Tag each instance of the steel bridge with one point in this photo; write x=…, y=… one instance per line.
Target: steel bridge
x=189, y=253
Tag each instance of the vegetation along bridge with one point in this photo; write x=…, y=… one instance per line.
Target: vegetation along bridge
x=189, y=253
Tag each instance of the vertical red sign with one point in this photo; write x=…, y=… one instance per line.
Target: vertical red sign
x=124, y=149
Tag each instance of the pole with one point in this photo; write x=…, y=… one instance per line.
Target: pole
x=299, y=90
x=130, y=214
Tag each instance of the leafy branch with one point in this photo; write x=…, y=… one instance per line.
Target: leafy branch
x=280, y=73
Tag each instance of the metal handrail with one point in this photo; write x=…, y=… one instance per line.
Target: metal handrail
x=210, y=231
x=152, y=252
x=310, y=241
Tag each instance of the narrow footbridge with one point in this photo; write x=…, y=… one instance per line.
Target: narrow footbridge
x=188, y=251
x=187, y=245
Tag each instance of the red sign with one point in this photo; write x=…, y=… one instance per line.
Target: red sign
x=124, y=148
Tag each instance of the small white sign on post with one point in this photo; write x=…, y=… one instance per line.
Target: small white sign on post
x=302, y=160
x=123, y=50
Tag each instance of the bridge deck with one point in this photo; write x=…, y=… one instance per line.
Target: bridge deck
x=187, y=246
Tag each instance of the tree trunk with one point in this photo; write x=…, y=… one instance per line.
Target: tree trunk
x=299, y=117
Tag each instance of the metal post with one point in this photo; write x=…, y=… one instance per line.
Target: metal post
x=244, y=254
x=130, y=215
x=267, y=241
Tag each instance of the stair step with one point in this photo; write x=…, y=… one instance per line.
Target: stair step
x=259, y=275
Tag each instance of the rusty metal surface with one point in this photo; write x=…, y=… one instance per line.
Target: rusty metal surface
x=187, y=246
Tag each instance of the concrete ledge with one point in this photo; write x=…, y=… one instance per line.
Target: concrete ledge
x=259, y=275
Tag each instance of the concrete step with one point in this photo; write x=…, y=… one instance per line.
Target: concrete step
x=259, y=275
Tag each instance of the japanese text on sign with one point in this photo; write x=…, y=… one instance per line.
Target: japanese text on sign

TASK:
Write out the records in full, exactly as they appear above.

TASK SOLUTION:
Tag each instance of the steel bridge with one point in this photo; write x=…, y=… one instance per line.
Target: steel bridge
x=189, y=253
Tag each instance of the vegetation along bridge with one point in this photo; write x=…, y=… one instance per line.
Target: vegetation along bridge
x=189, y=253
Tag each instance of the vertical red sign with one point in this photo; write x=…, y=… one instance per line.
Target: vertical red sign
x=124, y=149
Tag each instance of the pole with one point in this photo; write x=…, y=… one instance per line.
Target: pole
x=299, y=90
x=130, y=214
Tag each instance of the leafy branch with one point in this photo; write x=…, y=… one instance per line.
Target: leafy branch
x=280, y=73
Tag each instance of the metal handrail with one point in this photo; write x=…, y=… one instance per line.
Target: metal handrail
x=210, y=231
x=152, y=252
x=310, y=241
Tag each instance of the narrow footbridge with one point in this photo; write x=…, y=… one instance per line.
Target: narrow footbridge
x=188, y=251
x=187, y=245
Tag each instance of the red sign with one point in this photo; write x=…, y=… one instance per line.
Target: red sign
x=124, y=148
Tag each instance of the small white sign on post with one point in this photo; write x=…, y=… one instance per line.
Target: small white sign on post
x=302, y=160
x=123, y=50
Tag each instance of the bridge deck with one point in this photo; write x=…, y=… one instance per line.
Target: bridge deck
x=187, y=246
Tag each instance of the tree trunk with one point in this photo; write x=…, y=… one instance per line.
Target: tree trunk
x=299, y=117
Tag each instance of the metal post with one point in this photo; write x=…, y=… one instance per line.
Target: metal post
x=244, y=254
x=130, y=215
x=267, y=241
Tag each instance of the stair step with one point in this photo; write x=…, y=… one instance per line.
Target: stair step
x=259, y=275
Tag each instance of the rusty metal surface with one point in this photo; write x=…, y=… one instance per line.
Target: rusty metal surface
x=187, y=246
Tag each instance of the concrete ledge with one point in this photo; write x=…, y=… one instance per line.
Target: concrete ledge
x=259, y=275
Tag each instance of the concrete step with one point in this photo; write x=…, y=… one instance per line.
Target: concrete step
x=259, y=275
Tag each instance of the japanese text on sign with one point in this photo; write x=…, y=… one instance per line.
Target: japanese text on sign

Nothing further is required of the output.